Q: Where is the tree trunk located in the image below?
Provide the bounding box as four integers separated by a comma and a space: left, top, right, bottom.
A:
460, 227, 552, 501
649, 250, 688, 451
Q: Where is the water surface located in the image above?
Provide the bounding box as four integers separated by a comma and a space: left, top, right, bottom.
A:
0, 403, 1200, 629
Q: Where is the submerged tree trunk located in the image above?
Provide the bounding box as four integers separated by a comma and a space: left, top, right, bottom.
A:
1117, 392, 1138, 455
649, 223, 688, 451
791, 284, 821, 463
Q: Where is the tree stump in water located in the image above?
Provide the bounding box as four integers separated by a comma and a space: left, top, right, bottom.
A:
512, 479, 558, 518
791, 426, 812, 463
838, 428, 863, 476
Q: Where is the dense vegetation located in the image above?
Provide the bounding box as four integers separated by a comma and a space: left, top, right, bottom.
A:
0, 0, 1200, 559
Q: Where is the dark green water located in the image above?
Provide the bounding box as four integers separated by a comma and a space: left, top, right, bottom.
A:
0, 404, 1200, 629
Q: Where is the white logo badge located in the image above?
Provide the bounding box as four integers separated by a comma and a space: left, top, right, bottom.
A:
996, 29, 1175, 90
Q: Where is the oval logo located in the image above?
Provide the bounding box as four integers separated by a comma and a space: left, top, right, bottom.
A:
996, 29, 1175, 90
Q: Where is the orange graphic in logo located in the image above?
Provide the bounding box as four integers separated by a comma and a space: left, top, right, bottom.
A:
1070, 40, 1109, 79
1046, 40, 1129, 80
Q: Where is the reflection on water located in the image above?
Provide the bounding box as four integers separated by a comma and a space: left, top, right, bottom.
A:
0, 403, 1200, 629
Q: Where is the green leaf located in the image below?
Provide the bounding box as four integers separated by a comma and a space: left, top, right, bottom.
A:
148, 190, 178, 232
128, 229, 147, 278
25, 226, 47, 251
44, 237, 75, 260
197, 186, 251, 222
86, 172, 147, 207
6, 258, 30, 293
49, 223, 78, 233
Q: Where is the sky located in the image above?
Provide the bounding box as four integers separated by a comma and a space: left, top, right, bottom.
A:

• Request:
Rewrite the whole listing above as a numbered list, leaving out any blank lines.

• Expected output:
1. Q: Where is the tree trunk located in the image below?
2. Provide the bounding box as four integers separated by a comma and a space: left, top, right, bottom.
3. A:
4. 460, 227, 552, 501
5. 649, 250, 688, 451
6. Q: Where is the water surface located in the image above?
7. Provide the bounding box as four integers separated by a comma and a space: left, top, right, bottom.
8. A:
9. 0, 403, 1200, 629
10. Q: Where is the submerged tree trunk located in the image above?
11. Provide the bounding box as four integers separated by a comma and a space: left, top, right, bottom.
12. A:
13. 1117, 392, 1138, 455
14. 649, 223, 688, 451
15. 791, 284, 821, 463
16. Q: Where is the tree stump in water located in the image above?
17. Provide the bounding box as four integers separated by a comma and a space: left, top, right, bottom.
18. A:
19. 512, 479, 558, 518
20. 791, 426, 812, 463
21. 838, 428, 863, 476
22. Q: Where is the dense vegetation located in the image above?
23. Provide the bounding box as four integers separated by a comma and a space: left, top, right, bottom.
24. A:
25. 0, 0, 1200, 559
26. Q: Where is the dark green water located in the image above?
27. Provide the bounding box as four integers separated by a comma and a space: left, top, right, bottom.
28. A:
29. 0, 404, 1200, 629
30. Q: Where is the white logo badge located in the image above?
31. Provide the bounding box as four integers separated by a comma and a space: left, top, right, bottom.
32. A:
33. 996, 29, 1175, 90
34. Q: Where is the oval logo located in the image above?
35. Provide the bounding box as four integers separated by a comma and a space: left, top, right, bottom.
36. A:
37. 996, 29, 1175, 90
38. Q: Where is the orange graphic in logo located in the image above?
39. Provide the bounding box as four integers separated by a comma and a space: left, top, right, bottom.
40. A:
41. 1070, 40, 1109, 79
42. 1046, 40, 1129, 80
43. Q: Where is the reflection on water located in the image above?
44. Provide the bounding box as four integers separated by a comma and a space: left, top, right, bottom.
45. A:
46. 0, 403, 1200, 629
47. Q: Where is the green leaf located in the image below?
48. Provide the bounding box as four integers separated by a comma and a space: left, top, right, bottom.
49. A:
50. 148, 190, 178, 232
51. 128, 229, 147, 278
52. 25, 226, 47, 251
53. 44, 237, 75, 260
54. 197, 186, 251, 222
55. 86, 172, 147, 207
56. 6, 258, 30, 293
57. 49, 223, 78, 233
58. Q: Where is the sky located in the image above?
59. Provide the bounding box as four integers separated by a comma and a space: left, top, right, bottom.
60. A:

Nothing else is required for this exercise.